**Metin Parçası**
Şart’ın birinci bölümünde yer alan bu hükümler, yerel yönetim özerkliğine ulaşmak için gerekli olan temel hakları, açık ve güçlü bir biçimde sunmaktadır. Öte yandan, Şart’ı onaylayan üye ülkelerde söz konusu güvencelerin yaşama geçirilmesine baktığımızda, Şart’ın öngördüğü düzenin yetersiz kalabileceği noktaları görebiliriz. Önemli bir sınırlama, Avrupa Konseyi’ne üye durumda bulunan 46 ülkenin tamamının henüz Şart’ı imzalayıp onaylamış olmamasıdır. Türkiye, Şart’ı 21 Kasım 1988’de imzalayıp 9 Aralık 1992’de onayladı. Birleşik Krallık, görece, sürece geç katıldı. Birleşik Krallık, yıllarca karşı durulmasından sonra, Mayıs 1997’deki genel seçimlerindeki hükümet değişikliğinin ardından, Şart’ı 3 Haziran 1997’de imzaladı ve 24 Nisan 1998’de de onayladı. Diğer taraftan Fransa, 15 Ekim 1985’de imza koydu ama daha yeni onayladı. Belçika, Ağustos 2004’de, İsviçre ise Şubat 2005 gibi yakın tarihlerde onayladılar. Andora, Monako, San Marino ile Sırbistan-Karadağ’ın da imza ve onayları çok yenidir. Şart’ın bir diğer özelliği, bütün tarafların, Şart’ın tüm hükümleriyle bağlı olmamasıdır. 12. madde, taraf devletlerin, toplam 30 paragraf içinden 20 önemli paragrafı tanımakla yükümlü olmasını öngörmektedir. Bu 20 paragraftan 10’unun, aynı maddede belirtilen 14 paragraf içinden seçilmesi gerekmektedir. Onay veren pek çok ülke, Şart’ın uygulanmasını yalnızca bu maddelerle sınırlamıştır. Örneğin Türkiye, 4, 6, 7, 8, 9 ve 10. maddelerin uygulanmasına onay vermedi. Birleşik Krallık ise onay aşamasında Şart’ın uygulanmasına herhangi bir çekince getirmedi.2

1 Bunlar yalnızca Şart’ın temel hükümlerinin bir özetidir. 2

13. maddede, Şart’ın kapsam içine alacağı yerel yönetim türlerinin belirlenmesi ile ilgili bir ifadeye yer verilmesine karşın.

**Verilen Görev 1**
Aşağıdaki kayıtlardan "blue" dizesini içeren bütün satırları seçip kopyalayın; büyük ve küçük harf ayrımı dikkate alınmalıdır.

(Bir koleksiyondan alınan kayıtlar)
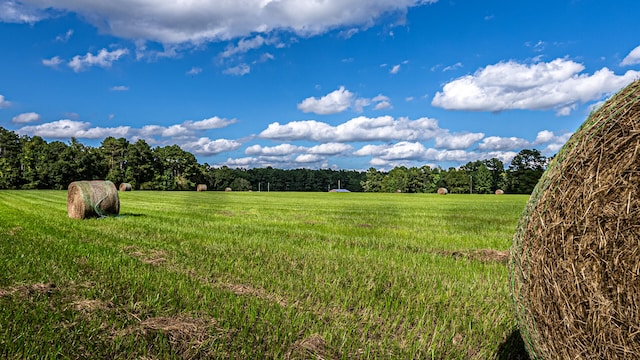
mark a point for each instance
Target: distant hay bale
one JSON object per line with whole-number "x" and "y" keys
{"x": 201, "y": 187}
{"x": 96, "y": 198}
{"x": 574, "y": 266}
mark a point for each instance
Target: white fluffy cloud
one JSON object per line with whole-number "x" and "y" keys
{"x": 557, "y": 85}
{"x": 362, "y": 128}
{"x": 334, "y": 102}
{"x": 66, "y": 128}
{"x": 458, "y": 141}
{"x": 497, "y": 143}
{"x": 25, "y": 118}
{"x": 340, "y": 100}
{"x": 279, "y": 150}
{"x": 54, "y": 62}
{"x": 199, "y": 21}
{"x": 104, "y": 58}
{"x": 329, "y": 149}
{"x": 238, "y": 70}
{"x": 210, "y": 123}
{"x": 205, "y": 146}
{"x": 632, "y": 58}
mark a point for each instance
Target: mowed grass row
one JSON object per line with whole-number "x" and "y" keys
{"x": 257, "y": 275}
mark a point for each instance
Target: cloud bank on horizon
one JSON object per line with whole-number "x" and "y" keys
{"x": 351, "y": 78}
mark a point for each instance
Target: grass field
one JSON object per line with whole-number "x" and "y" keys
{"x": 258, "y": 275}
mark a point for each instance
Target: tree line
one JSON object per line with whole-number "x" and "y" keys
{"x": 33, "y": 163}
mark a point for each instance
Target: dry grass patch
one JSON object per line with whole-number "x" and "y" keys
{"x": 27, "y": 290}
{"x": 189, "y": 336}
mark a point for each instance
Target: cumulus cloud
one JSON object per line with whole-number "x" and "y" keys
{"x": 362, "y": 128}
{"x": 329, "y": 149}
{"x": 65, "y": 37}
{"x": 210, "y": 123}
{"x": 382, "y": 102}
{"x": 203, "y": 21}
{"x": 335, "y": 102}
{"x": 4, "y": 103}
{"x": 279, "y": 150}
{"x": 458, "y": 141}
{"x": 497, "y": 143}
{"x": 308, "y": 158}
{"x": 25, "y": 118}
{"x": 104, "y": 59}
{"x": 632, "y": 58}
{"x": 205, "y": 146}
{"x": 54, "y": 62}
{"x": 340, "y": 100}
{"x": 557, "y": 85}
{"x": 238, "y": 70}
{"x": 66, "y": 128}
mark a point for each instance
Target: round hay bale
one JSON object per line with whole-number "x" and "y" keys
{"x": 201, "y": 187}
{"x": 574, "y": 267}
{"x": 96, "y": 198}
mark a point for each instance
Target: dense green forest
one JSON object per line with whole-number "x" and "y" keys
{"x": 32, "y": 163}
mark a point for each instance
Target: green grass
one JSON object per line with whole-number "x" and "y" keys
{"x": 257, "y": 275}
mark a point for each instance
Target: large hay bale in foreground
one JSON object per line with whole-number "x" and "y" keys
{"x": 96, "y": 198}
{"x": 575, "y": 258}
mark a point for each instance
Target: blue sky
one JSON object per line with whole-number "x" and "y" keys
{"x": 342, "y": 84}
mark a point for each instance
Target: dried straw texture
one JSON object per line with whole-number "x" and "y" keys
{"x": 96, "y": 198}
{"x": 575, "y": 259}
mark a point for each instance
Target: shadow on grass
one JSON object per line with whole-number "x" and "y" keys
{"x": 512, "y": 348}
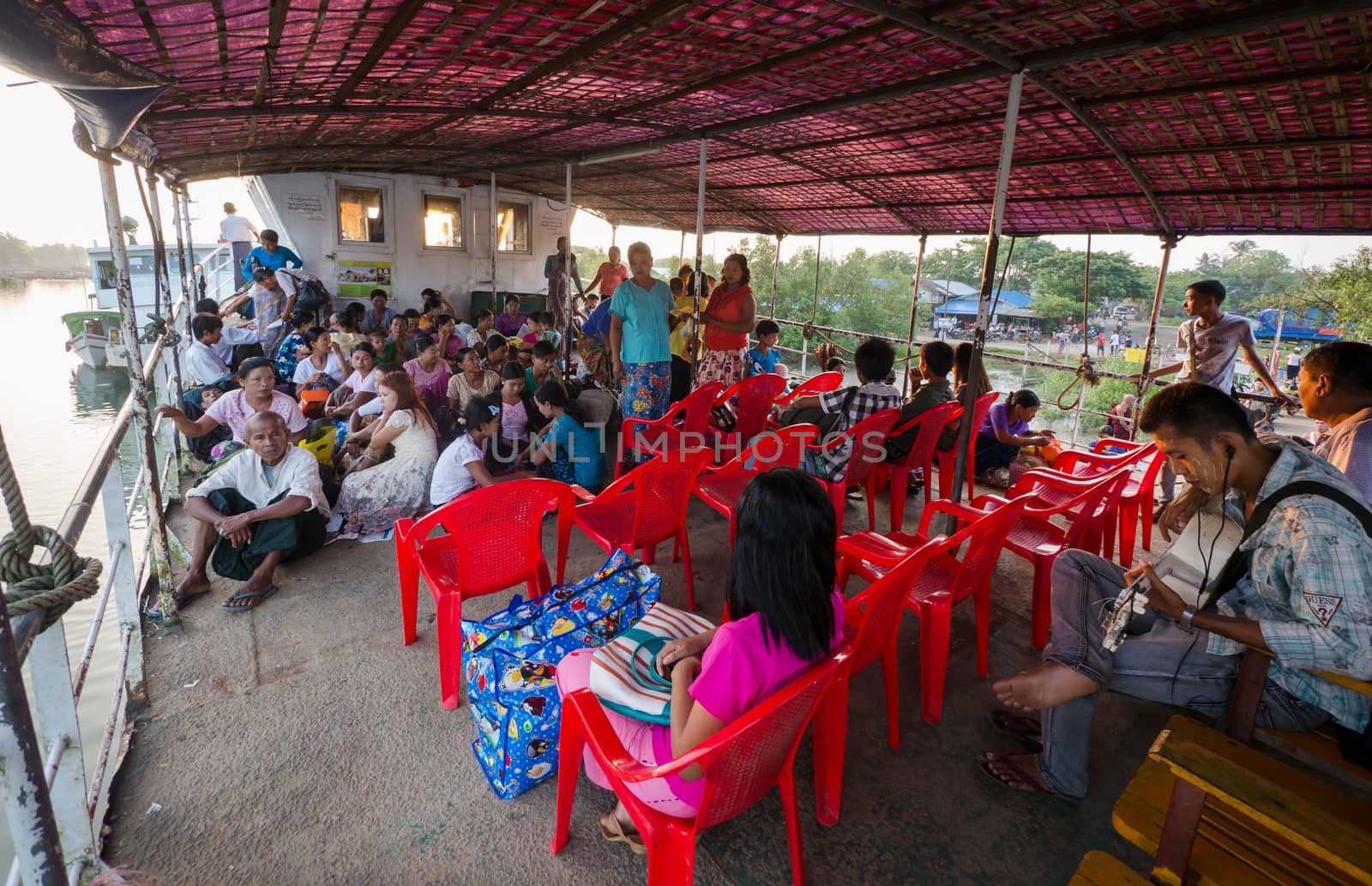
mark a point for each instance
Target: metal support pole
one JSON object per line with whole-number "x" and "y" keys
{"x": 196, "y": 292}
{"x": 1168, "y": 244}
{"x": 50, "y": 672}
{"x": 496, "y": 246}
{"x": 699, "y": 277}
{"x": 914, "y": 311}
{"x": 1276, "y": 341}
{"x": 27, "y": 803}
{"x": 143, "y": 416}
{"x": 569, "y": 304}
{"x": 988, "y": 276}
{"x": 172, "y": 371}
{"x": 125, "y": 586}
{"x": 178, "y": 215}
{"x": 775, "y": 272}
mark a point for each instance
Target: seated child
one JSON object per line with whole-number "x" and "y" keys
{"x": 400, "y": 346}
{"x": 521, "y": 419}
{"x": 497, "y": 352}
{"x": 765, "y": 355}
{"x": 786, "y": 616}
{"x": 566, "y": 450}
{"x": 544, "y": 366}
{"x": 541, "y": 329}
{"x": 202, "y": 362}
{"x": 461, "y": 467}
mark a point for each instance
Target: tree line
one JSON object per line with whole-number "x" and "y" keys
{"x": 870, "y": 291}
{"x": 20, "y": 256}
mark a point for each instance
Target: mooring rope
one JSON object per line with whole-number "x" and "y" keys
{"x": 31, "y": 588}
{"x": 1086, "y": 376}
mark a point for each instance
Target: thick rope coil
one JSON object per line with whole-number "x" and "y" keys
{"x": 55, "y": 586}
{"x": 31, "y": 588}
{"x": 1086, "y": 375}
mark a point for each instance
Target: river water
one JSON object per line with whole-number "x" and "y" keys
{"x": 54, "y": 413}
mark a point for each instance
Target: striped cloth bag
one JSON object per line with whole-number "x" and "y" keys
{"x": 624, "y": 672}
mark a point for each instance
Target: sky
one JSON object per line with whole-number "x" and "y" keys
{"x": 52, "y": 195}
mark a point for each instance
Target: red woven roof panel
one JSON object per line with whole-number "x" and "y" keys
{"x": 1225, "y": 116}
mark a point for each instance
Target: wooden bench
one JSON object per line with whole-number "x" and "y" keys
{"x": 1228, "y": 814}
{"x": 1099, "y": 869}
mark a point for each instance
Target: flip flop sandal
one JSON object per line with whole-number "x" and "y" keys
{"x": 182, "y": 602}
{"x": 1019, "y": 774}
{"x": 1021, "y": 726}
{"x": 254, "y": 597}
{"x": 617, "y": 835}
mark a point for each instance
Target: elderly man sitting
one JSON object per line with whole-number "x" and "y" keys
{"x": 264, "y": 506}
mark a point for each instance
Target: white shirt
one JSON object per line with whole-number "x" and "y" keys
{"x": 1211, "y": 353}
{"x": 297, "y": 473}
{"x": 232, "y": 338}
{"x": 452, "y": 476}
{"x": 306, "y": 368}
{"x": 367, "y": 384}
{"x": 1348, "y": 446}
{"x": 238, "y": 229}
{"x": 203, "y": 364}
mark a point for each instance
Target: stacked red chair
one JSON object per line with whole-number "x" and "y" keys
{"x": 752, "y": 401}
{"x": 947, "y": 461}
{"x": 494, "y": 540}
{"x": 896, "y": 473}
{"x": 823, "y": 383}
{"x": 1039, "y": 539}
{"x": 683, "y": 424}
{"x": 868, "y": 441}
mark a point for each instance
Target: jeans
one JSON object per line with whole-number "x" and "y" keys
{"x": 1166, "y": 664}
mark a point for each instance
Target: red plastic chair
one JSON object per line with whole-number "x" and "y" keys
{"x": 1095, "y": 464}
{"x": 494, "y": 540}
{"x": 752, "y": 400}
{"x": 644, "y": 508}
{"x": 741, "y": 764}
{"x": 868, "y": 441}
{"x": 823, "y": 383}
{"x": 720, "y": 487}
{"x": 1136, "y": 499}
{"x": 947, "y": 461}
{"x": 689, "y": 416}
{"x": 896, "y": 473}
{"x": 871, "y": 618}
{"x": 1039, "y": 539}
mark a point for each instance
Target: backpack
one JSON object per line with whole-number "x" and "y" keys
{"x": 310, "y": 295}
{"x": 1355, "y": 746}
{"x": 511, "y": 666}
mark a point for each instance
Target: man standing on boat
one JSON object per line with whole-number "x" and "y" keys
{"x": 264, "y": 506}
{"x": 240, "y": 235}
{"x": 560, "y": 272}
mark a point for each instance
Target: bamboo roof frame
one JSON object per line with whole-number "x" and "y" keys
{"x": 822, "y": 116}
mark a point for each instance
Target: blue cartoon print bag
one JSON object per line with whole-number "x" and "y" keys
{"x": 511, "y": 666}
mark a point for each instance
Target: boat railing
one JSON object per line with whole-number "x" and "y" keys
{"x": 43, "y": 759}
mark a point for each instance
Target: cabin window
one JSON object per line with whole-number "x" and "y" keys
{"x": 442, "y": 221}
{"x": 512, "y": 232}
{"x": 361, "y": 214}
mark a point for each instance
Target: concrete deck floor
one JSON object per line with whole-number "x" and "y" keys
{"x": 304, "y": 744}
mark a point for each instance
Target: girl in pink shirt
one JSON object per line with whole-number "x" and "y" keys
{"x": 786, "y": 616}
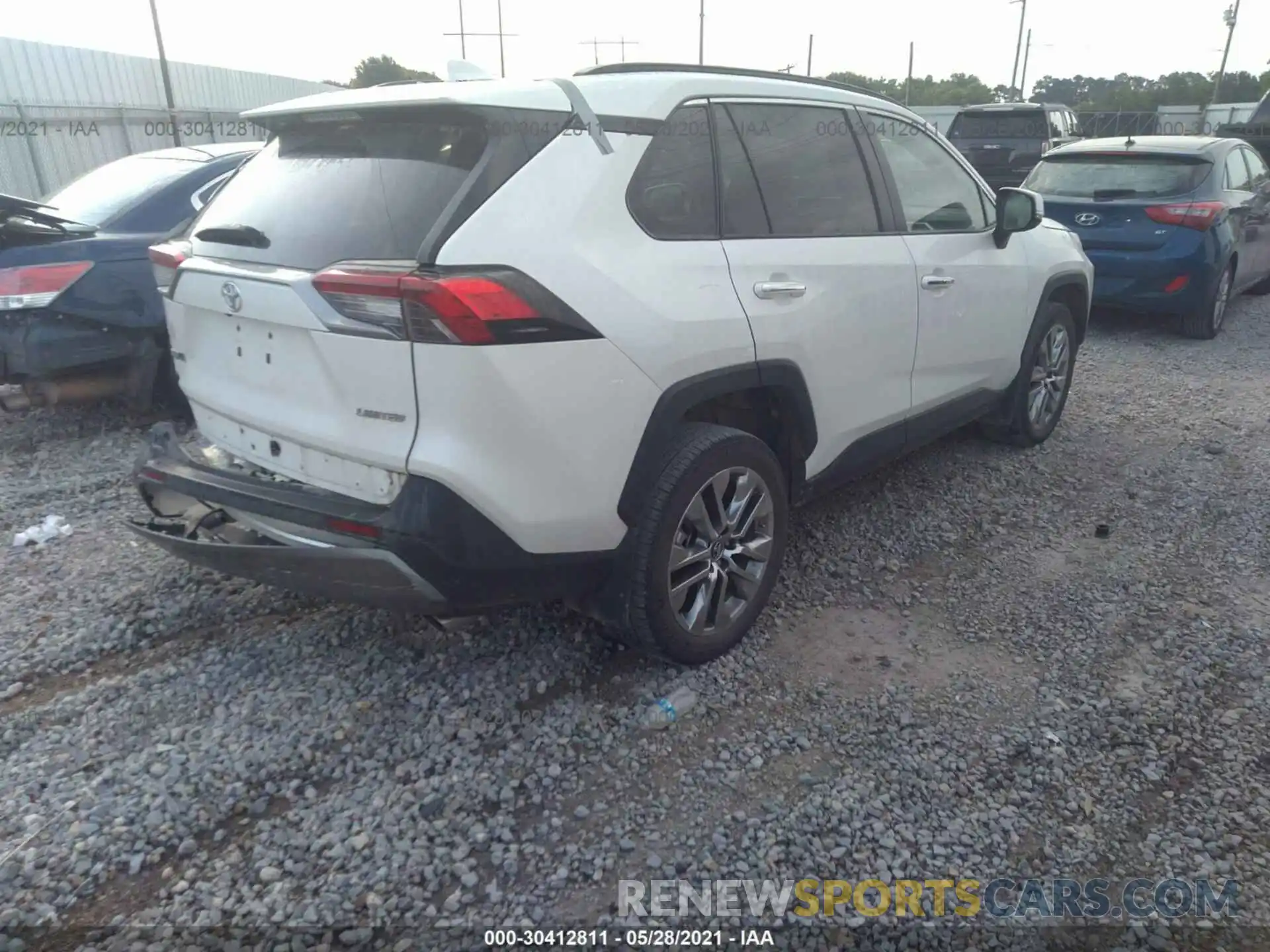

**Verilen Görev 2**
Yerel yönetim özerkliği şartını anlatan metni, gösterilen son cümleden sonra gelecek biçimde sürdürün.

**Görevin Cevabı 1**
Target: blue sky
Target: blue cartoon print bag

**Görevin Cevabı 2**
(3)

Şart metninde ve kapsadığı konularda kimi başka sınırlılıklar da bulunmaktadır. Bunlardan kimileri özerkliğe ilişkin güvenceler sıralanırken yapılan atlamalardan kaynaklanmaktadır. En önemlisi, Şart’ın, yerel yönetimlerin malvarlığına sahip olma ve kullanma hakkının korunmasına ilişkin herhangi bir güvence içermediği kabul edilmektedir.3

Ayrıca, Şart, doğrudan seçilmiş belediye başkanlığı sistemi geniş ölçüde gelişmeden önce yürürlüğe girdiğinden, seçilmiş kurulların ve “onlara karşı sorumlu yürütme organları”nın konumları için gerekli koşulları sağlamadığı öne sürülmektedir.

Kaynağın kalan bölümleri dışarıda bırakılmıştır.